Defense Media Network

Addressing Opioid Use Disorder and Transforming Pain Management in the VA

 

Prevention begins early in the process as patients present with pain. “That’s where the real action is, that I think is very exciting for the VA,” said Gallagher. “Not only have we worked closely with HHS [Department of Health and Human Services] on developing the National Pain Strategy, where they call out the VA’s approach, but we’ve also in the VA been able to institute some very rigorous training programs to skill-up our workforce and offer additional alternative treatments for pain when it starts, or when it first comes up in the VA system with a veteran.”

The good news for veterans is that the medications that can be prescribed – buprenorphine and injectable naltrexone – are available through the VA national formulary. For methadone treatment, the VA has 32 OTPs at facilities nationwide, but many veterans also receive treatment in non-VA community OTPs. Even with increased demand for treatment, currently approximately 34 percent of veterans diagnosed with OUD receive medication-assisted treatment, up from about 26 percent when the effort began.

------------------------------------------------------------

_BRIEF 1_:
In the article on opioid use disorder, transcribe the passage that begins with the words "The good news" and stops after the words "the effort began.".
_BRIEF 2_:
Translate this sentence from the article on opioid use disorder into Spanish: "The good news for veterans is that the medications that can be prescribed – buprenorphine and injectable naltrexone – are available through the VA national formulary."
_BRIEF 3_:
List every medication named in the article on opioid use disorder.

Records from a collection
------------------------------------------------------------

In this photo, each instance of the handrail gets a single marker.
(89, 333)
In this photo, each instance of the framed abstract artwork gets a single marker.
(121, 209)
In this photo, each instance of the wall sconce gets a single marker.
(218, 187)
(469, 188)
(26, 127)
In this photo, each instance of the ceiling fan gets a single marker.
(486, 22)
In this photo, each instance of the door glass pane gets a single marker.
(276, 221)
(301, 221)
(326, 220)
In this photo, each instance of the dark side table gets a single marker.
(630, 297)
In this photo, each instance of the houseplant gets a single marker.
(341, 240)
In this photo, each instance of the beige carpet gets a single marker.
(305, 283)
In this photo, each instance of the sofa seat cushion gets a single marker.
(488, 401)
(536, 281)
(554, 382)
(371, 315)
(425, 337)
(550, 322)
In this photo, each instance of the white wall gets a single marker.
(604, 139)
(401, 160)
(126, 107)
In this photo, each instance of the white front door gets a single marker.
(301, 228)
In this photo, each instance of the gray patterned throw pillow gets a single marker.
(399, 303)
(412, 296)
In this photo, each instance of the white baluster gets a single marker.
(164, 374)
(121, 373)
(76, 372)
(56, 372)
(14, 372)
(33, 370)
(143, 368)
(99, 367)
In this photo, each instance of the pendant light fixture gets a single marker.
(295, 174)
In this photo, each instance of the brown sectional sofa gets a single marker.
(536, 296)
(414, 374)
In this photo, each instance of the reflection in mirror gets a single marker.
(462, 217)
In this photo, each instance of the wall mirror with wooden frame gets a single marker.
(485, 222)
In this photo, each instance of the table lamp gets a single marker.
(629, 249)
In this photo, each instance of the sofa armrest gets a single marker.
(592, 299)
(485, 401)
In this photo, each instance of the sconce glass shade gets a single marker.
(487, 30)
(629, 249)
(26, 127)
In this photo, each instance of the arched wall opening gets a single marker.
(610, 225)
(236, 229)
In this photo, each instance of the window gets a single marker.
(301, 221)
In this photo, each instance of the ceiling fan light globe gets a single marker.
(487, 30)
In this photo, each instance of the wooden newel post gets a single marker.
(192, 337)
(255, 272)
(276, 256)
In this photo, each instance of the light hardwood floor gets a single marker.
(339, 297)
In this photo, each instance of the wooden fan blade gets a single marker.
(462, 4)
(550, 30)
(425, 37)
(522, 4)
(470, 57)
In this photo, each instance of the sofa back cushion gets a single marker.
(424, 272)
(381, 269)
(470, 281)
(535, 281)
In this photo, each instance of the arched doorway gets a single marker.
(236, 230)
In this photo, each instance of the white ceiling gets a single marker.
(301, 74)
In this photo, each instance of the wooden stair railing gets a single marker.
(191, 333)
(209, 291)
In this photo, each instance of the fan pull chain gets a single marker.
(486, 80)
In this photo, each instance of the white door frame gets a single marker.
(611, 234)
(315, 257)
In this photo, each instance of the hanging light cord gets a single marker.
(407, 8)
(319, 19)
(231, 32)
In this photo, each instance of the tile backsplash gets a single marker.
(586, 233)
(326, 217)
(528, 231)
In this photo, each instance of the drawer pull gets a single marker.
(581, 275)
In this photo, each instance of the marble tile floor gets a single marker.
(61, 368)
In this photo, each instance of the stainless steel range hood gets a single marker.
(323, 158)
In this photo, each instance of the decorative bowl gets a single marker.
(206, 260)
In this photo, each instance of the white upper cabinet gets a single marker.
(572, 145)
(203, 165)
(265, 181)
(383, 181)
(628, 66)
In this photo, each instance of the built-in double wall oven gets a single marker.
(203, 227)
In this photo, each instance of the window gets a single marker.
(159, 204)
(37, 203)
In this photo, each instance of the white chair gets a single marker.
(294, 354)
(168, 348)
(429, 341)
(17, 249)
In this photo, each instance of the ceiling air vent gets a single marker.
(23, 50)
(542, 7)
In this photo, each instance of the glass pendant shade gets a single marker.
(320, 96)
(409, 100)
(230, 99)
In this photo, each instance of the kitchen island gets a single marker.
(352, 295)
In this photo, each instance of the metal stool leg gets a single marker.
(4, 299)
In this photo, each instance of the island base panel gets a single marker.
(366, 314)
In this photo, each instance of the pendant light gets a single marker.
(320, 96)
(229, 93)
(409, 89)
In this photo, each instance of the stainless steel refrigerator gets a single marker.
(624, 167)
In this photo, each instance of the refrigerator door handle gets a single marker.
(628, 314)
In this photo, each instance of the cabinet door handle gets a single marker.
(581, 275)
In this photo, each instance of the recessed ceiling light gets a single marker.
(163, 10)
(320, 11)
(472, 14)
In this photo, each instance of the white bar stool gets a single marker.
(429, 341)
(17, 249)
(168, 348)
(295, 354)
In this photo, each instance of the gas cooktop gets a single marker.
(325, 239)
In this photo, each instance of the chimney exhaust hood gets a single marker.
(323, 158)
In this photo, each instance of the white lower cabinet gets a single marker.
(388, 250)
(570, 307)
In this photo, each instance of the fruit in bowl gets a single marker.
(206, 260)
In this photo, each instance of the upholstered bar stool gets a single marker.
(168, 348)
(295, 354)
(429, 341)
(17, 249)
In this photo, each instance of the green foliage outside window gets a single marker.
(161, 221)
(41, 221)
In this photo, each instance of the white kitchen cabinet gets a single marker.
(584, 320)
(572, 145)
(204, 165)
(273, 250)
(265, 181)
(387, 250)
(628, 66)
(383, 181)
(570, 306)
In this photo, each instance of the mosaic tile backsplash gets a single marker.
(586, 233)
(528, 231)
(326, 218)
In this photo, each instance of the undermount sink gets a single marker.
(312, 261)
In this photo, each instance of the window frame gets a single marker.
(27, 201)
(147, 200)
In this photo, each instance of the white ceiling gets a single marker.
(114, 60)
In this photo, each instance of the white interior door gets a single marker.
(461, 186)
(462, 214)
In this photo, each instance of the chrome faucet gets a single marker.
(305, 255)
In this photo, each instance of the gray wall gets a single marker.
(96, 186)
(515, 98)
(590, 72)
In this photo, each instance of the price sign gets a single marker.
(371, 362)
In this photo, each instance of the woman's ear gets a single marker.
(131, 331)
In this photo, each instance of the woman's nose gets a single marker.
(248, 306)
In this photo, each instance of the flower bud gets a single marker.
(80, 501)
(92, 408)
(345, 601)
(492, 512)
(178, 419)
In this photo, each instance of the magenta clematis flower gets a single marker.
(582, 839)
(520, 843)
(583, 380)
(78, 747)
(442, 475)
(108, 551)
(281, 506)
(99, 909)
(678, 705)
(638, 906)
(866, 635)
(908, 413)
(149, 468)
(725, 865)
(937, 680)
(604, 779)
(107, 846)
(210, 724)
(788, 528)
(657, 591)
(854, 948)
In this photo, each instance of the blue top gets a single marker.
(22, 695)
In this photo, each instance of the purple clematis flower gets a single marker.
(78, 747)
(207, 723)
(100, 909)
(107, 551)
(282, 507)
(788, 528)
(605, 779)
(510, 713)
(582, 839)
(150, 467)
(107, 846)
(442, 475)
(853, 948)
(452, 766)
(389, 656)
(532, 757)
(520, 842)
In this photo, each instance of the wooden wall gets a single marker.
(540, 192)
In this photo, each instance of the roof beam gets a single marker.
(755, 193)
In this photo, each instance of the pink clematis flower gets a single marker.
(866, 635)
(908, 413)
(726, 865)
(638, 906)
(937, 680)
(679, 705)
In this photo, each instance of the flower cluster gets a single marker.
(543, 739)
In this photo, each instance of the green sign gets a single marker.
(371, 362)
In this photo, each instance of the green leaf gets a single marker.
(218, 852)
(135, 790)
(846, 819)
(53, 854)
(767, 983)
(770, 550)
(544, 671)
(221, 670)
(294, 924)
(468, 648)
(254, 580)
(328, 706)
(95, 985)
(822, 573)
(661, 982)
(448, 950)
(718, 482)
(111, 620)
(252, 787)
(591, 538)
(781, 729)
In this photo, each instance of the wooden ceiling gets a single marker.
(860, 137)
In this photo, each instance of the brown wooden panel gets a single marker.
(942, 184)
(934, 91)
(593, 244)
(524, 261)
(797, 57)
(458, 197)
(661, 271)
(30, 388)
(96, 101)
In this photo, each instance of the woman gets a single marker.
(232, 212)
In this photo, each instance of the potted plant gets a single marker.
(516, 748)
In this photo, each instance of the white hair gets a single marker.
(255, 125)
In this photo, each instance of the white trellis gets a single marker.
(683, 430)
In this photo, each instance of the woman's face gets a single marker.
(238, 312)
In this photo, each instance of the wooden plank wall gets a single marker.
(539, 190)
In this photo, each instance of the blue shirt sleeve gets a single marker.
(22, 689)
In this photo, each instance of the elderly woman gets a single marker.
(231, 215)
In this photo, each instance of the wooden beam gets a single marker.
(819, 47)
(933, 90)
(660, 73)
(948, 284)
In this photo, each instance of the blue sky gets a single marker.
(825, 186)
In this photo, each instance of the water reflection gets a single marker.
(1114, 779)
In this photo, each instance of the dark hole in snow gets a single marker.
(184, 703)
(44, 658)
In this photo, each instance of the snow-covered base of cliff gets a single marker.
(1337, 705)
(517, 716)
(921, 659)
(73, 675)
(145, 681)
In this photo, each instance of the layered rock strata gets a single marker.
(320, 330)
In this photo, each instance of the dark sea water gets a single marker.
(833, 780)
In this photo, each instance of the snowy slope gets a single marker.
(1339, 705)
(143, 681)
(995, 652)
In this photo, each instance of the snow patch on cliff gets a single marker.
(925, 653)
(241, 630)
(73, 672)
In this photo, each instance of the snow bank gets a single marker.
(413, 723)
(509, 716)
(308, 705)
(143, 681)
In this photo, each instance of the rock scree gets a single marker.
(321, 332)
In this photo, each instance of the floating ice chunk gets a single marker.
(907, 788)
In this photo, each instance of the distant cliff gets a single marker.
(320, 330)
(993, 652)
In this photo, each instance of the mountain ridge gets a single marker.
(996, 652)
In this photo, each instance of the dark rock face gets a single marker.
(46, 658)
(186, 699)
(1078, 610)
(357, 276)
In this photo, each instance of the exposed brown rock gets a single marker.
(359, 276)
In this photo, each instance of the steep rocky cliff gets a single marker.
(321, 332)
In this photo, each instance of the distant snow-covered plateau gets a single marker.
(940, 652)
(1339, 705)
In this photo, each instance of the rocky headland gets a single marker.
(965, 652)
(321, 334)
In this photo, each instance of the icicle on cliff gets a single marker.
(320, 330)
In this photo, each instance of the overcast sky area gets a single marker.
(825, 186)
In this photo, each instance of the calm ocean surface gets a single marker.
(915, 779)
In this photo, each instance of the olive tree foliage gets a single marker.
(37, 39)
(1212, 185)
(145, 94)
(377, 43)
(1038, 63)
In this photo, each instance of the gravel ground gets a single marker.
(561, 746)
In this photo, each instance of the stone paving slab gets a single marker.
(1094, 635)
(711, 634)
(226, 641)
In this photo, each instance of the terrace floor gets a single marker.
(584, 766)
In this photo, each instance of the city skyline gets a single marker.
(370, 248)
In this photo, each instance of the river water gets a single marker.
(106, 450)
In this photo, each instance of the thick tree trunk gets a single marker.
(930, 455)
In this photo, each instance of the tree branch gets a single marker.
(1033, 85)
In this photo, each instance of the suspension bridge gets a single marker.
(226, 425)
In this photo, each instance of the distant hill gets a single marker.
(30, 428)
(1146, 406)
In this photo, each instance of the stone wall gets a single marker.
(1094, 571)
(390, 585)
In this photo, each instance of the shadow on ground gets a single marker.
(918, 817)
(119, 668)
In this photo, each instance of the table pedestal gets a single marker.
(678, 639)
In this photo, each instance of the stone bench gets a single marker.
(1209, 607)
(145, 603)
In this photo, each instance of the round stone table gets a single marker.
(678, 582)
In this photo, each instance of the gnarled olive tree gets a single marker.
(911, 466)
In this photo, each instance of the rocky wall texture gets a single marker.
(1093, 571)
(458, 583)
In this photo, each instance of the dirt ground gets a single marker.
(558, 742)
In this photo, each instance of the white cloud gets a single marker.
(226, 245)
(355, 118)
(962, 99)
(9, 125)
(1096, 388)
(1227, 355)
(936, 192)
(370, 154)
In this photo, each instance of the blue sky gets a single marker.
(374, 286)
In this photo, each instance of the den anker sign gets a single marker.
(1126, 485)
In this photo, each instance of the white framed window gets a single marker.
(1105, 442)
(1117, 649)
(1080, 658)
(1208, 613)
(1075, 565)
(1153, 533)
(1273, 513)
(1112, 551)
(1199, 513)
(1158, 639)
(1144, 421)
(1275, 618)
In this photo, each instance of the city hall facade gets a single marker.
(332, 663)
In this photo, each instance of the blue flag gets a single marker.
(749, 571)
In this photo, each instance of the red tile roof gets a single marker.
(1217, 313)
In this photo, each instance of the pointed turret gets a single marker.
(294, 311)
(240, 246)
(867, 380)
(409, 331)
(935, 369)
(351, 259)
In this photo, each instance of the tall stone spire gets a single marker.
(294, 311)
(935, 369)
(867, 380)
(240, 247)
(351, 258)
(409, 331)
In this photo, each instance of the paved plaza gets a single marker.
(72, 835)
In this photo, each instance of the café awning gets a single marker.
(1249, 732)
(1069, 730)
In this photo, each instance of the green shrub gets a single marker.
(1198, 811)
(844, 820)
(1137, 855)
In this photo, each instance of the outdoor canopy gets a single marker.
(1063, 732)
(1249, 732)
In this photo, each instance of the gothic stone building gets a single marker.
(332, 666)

------------------------------------------------------------

_EXERCISE RESPONSE 1_:
The good news for veterans is that the medications that can be prescribed – buprenorphine and injectable naltrexone – are available through the VA national formulary. For methadone treatment, the VA has 32 OTPs at facilities nationwide, but many veterans also receive treatment in non-VA community OTPs. Even with increased demand for treatment, currently approximately 34 percent of veterans diagnosed with OUD receive medication-assisted treatment, up from about 26 percent when the effort began.

_EXERCISE RESPONSE 2_:
La buena noticia para los veteranos es que los medicamentos que se pueden recetar – la buprenorfina y la naltrexona inyectable – están disponibles a través del formulario nacional del VA.

_EXERCISE RESPONSE 3_:
Buprenorphine, injectable naltrexone, methadone